> EXERCISE PROMPT
Retype the data below without altering anything.

> INFORMATION PROVIDED

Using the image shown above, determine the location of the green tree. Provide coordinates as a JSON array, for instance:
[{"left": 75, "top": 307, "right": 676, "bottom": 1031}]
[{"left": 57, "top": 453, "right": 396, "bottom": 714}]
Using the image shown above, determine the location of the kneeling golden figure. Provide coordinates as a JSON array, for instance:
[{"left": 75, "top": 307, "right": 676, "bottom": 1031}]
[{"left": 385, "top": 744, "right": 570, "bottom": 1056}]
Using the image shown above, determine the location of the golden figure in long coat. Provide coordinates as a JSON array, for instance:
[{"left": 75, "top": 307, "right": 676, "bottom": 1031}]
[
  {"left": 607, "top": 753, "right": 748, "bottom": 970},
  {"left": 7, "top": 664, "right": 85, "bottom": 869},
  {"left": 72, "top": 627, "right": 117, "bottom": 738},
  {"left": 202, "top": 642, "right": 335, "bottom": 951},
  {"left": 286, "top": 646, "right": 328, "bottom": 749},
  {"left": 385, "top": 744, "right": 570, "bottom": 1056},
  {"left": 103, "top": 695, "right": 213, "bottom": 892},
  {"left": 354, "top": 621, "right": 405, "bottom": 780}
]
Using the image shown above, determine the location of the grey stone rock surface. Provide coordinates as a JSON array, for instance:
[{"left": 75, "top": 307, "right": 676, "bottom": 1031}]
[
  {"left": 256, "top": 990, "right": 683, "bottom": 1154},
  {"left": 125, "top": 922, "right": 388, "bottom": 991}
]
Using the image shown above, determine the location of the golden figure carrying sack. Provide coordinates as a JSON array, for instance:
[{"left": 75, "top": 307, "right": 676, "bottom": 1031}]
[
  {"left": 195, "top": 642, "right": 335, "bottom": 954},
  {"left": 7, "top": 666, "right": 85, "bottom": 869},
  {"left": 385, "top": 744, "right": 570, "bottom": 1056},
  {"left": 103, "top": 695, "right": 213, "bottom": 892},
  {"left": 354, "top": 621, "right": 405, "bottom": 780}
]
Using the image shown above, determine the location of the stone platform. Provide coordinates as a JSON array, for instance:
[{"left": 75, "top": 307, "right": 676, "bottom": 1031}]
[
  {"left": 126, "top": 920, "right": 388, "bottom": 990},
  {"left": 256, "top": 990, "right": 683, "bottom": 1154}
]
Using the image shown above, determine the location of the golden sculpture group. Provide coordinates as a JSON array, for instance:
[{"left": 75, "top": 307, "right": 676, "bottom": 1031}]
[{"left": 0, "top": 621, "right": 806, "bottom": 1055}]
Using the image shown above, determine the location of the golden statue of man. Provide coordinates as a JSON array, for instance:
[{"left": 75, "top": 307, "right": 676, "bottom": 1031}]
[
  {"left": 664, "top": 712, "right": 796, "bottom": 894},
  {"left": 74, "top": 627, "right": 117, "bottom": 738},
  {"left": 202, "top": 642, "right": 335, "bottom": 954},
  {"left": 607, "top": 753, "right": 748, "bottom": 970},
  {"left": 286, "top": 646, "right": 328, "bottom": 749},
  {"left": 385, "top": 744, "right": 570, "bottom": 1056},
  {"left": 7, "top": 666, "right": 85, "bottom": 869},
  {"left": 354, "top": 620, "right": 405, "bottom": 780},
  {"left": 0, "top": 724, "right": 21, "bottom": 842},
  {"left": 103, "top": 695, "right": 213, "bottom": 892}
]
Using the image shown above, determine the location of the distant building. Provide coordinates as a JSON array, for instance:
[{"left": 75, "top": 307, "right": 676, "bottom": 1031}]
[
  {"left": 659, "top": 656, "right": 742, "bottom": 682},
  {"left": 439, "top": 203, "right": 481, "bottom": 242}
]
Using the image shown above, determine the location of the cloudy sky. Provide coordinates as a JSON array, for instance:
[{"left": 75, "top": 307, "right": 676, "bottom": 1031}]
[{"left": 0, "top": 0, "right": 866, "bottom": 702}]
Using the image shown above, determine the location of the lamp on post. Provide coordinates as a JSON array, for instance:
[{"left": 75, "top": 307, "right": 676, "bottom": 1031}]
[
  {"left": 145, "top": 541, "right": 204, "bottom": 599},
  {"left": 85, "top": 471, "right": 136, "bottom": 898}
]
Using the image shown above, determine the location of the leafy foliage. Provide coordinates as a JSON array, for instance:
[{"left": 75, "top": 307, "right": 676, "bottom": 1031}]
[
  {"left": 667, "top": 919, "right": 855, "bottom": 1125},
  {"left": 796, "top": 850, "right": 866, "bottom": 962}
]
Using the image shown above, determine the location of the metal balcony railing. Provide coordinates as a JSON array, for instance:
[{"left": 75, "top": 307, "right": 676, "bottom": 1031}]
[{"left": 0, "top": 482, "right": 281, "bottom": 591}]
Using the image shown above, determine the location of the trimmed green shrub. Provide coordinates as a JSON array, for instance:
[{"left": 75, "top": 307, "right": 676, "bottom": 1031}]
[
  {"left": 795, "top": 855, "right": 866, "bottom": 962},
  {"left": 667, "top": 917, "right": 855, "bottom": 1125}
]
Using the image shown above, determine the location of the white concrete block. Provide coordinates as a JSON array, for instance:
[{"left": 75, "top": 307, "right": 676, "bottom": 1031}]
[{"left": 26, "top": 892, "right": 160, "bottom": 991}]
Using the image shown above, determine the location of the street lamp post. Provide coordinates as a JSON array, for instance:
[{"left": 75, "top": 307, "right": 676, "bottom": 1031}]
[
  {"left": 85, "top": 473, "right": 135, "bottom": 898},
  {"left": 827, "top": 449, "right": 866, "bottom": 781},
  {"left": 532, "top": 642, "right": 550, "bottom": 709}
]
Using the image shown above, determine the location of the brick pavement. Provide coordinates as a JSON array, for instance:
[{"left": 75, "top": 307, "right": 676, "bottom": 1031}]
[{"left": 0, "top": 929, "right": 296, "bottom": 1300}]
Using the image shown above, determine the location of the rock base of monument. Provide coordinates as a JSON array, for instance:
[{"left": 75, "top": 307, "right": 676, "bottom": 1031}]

> SOLUTION TO THE EXERCISE
Using the image shown above, determine the location of the green tree. Provide coordinates as a JSON array, for instance:
[{"left": 75, "top": 307, "right": 676, "bottom": 1031}]
[{"left": 57, "top": 453, "right": 396, "bottom": 714}]
Using the image shown above, determine the location of the kneeling golden figure. Provide coordinates as a JSON array, for instance:
[{"left": 75, "top": 307, "right": 676, "bottom": 1031}]
[{"left": 385, "top": 744, "right": 570, "bottom": 1056}]
Using the image shown above, determine the location of the golden figure in long coat. Provide coordinates as a JSON array, for instance:
[{"left": 75, "top": 307, "right": 676, "bottom": 1031}]
[
  {"left": 607, "top": 753, "right": 748, "bottom": 970},
  {"left": 7, "top": 664, "right": 85, "bottom": 869},
  {"left": 72, "top": 627, "right": 117, "bottom": 738},
  {"left": 202, "top": 642, "right": 335, "bottom": 951},
  {"left": 286, "top": 646, "right": 328, "bottom": 749},
  {"left": 385, "top": 744, "right": 570, "bottom": 1056},
  {"left": 103, "top": 695, "right": 213, "bottom": 892},
  {"left": 354, "top": 621, "right": 405, "bottom": 780}
]
Using the image shown above, determine the location of the grey stone rock surface. Provide coordinates as a JSON array, for instance:
[{"left": 75, "top": 307, "right": 676, "bottom": 1031}]
[
  {"left": 256, "top": 990, "right": 683, "bottom": 1154},
  {"left": 125, "top": 922, "right": 388, "bottom": 991}
]
Using the image shown above, determine the location of the golden figure carrying sack. Provide coordinates as a JSON array, for instance:
[{"left": 75, "top": 307, "right": 676, "bottom": 1031}]
[
  {"left": 195, "top": 642, "right": 335, "bottom": 954},
  {"left": 7, "top": 666, "right": 85, "bottom": 869},
  {"left": 385, "top": 744, "right": 570, "bottom": 1056},
  {"left": 103, "top": 695, "right": 213, "bottom": 892},
  {"left": 354, "top": 621, "right": 405, "bottom": 780}
]
Using the image shown above, determine the location of the stone platform. Provide coordinates as a JSON array, for instance:
[{"left": 75, "top": 307, "right": 676, "bottom": 1031}]
[
  {"left": 126, "top": 920, "right": 388, "bottom": 990},
  {"left": 256, "top": 990, "right": 683, "bottom": 1154}
]
Using the image shown above, determine the location of the golden sculpture group. Provide coordinates as a JSON array, for instance:
[{"left": 75, "top": 307, "right": 676, "bottom": 1031}]
[{"left": 0, "top": 621, "right": 806, "bottom": 1055}]
Using the image shown above, determine the location of the golden statue of man. Provide coordinates as a JSON array, for instance:
[{"left": 75, "top": 307, "right": 676, "bottom": 1031}]
[
  {"left": 664, "top": 712, "right": 796, "bottom": 894},
  {"left": 74, "top": 627, "right": 117, "bottom": 738},
  {"left": 202, "top": 642, "right": 335, "bottom": 954},
  {"left": 607, "top": 753, "right": 748, "bottom": 970},
  {"left": 286, "top": 646, "right": 328, "bottom": 749},
  {"left": 385, "top": 744, "right": 570, "bottom": 1056},
  {"left": 7, "top": 666, "right": 85, "bottom": 869},
  {"left": 354, "top": 620, "right": 405, "bottom": 780},
  {"left": 0, "top": 724, "right": 21, "bottom": 842},
  {"left": 103, "top": 695, "right": 213, "bottom": 892}
]
Using the image shown above, determine the location of the distant building. Provide coordinates as a JSON array, for instance:
[{"left": 75, "top": 307, "right": 676, "bottom": 1031}]
[
  {"left": 659, "top": 656, "right": 742, "bottom": 682},
  {"left": 439, "top": 203, "right": 481, "bottom": 242}
]
Using the image shown above, determine the location of the cloudy sky. Provide coordinates as a JSON array, for instance:
[{"left": 75, "top": 307, "right": 676, "bottom": 1031}]
[{"left": 0, "top": 0, "right": 866, "bottom": 702}]
Using the image shown above, determine the location of the lamp on post. Provide coordinates as a JSON array, for instance:
[{"left": 75, "top": 307, "right": 676, "bottom": 1031}]
[
  {"left": 145, "top": 541, "right": 204, "bottom": 599},
  {"left": 85, "top": 471, "right": 136, "bottom": 898}
]
Using the image shown above, determine the location of the leafy foliage. Provide coordinates as a JSON array, for instance:
[{"left": 75, "top": 307, "right": 676, "bottom": 1031}]
[
  {"left": 667, "top": 919, "right": 855, "bottom": 1125},
  {"left": 796, "top": 850, "right": 866, "bottom": 962}
]
Using the image shown above, determine the location of the metal balcony railing. Provide coordinates as a JSON array, for instance:
[{"left": 75, "top": 307, "right": 676, "bottom": 1031}]
[{"left": 0, "top": 482, "right": 281, "bottom": 591}]
Using the image shown above, determine the location of the trimmed green shrub. Provide coordinates as a JSON array, for instance:
[{"left": 75, "top": 307, "right": 676, "bottom": 1031}]
[
  {"left": 795, "top": 855, "right": 866, "bottom": 962},
  {"left": 667, "top": 917, "right": 855, "bottom": 1125}
]
Using the image shown above, determine the location of the white concrete block. Provide coordinates as a JSON array, for instance:
[{"left": 75, "top": 307, "right": 676, "bottom": 1031}]
[{"left": 26, "top": 892, "right": 160, "bottom": 991}]
Using the image shown above, determine the location of the street lamp post. Provide coordinates as a JSON array, for instance:
[{"left": 75, "top": 307, "right": 676, "bottom": 1031}]
[
  {"left": 85, "top": 473, "right": 135, "bottom": 898},
  {"left": 827, "top": 449, "right": 866, "bottom": 781},
  {"left": 532, "top": 642, "right": 550, "bottom": 709}
]
Using the image shown above, determine the location of the brick pavement. Provide coordinates as a JSON array, for instance:
[{"left": 75, "top": 307, "right": 676, "bottom": 1031}]
[{"left": 0, "top": 929, "right": 296, "bottom": 1300}]
Using the image shown above, determine the location of the rock base of monument. Provide coordinates as a JSON array, for instance:
[{"left": 75, "top": 307, "right": 676, "bottom": 1031}]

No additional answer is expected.